■ Entries supplied ■
========

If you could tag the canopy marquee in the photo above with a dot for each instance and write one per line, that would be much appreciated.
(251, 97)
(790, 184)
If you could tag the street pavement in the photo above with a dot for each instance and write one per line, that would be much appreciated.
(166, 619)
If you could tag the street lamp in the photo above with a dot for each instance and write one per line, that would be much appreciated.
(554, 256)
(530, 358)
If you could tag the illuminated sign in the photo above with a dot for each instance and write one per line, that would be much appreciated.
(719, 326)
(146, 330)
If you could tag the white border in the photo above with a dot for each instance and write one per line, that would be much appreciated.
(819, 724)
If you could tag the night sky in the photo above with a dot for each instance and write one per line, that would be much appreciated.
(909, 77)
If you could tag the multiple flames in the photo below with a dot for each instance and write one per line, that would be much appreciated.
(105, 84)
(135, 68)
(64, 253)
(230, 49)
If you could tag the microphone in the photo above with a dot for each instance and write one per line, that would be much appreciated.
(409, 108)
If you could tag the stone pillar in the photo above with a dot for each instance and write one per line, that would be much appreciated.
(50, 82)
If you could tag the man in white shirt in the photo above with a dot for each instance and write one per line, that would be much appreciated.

========

■ What this task involves ■
Beginning at the line containing "If you could tag the multiple", repeat each line exactly through the last line of the entries, and include no other lines.

■ Result below ■
If you could tag the multiple flames in the photo below with a dot for each instance and write one per line, that would be much appreciated.
(105, 84)
(135, 68)
(64, 253)
(230, 49)
If you could tag the microphone in the photo above with a dot for each instance and write one per line, that would be much appreciated.
(409, 108)
If you could tag the stone pillar in the photo above with a dot for each instance and write one per line, that would be much appreciated.
(50, 82)
If you could tag the man in white shirt in the photo above with a dot for each instance and write one per line, that would be much appreciated.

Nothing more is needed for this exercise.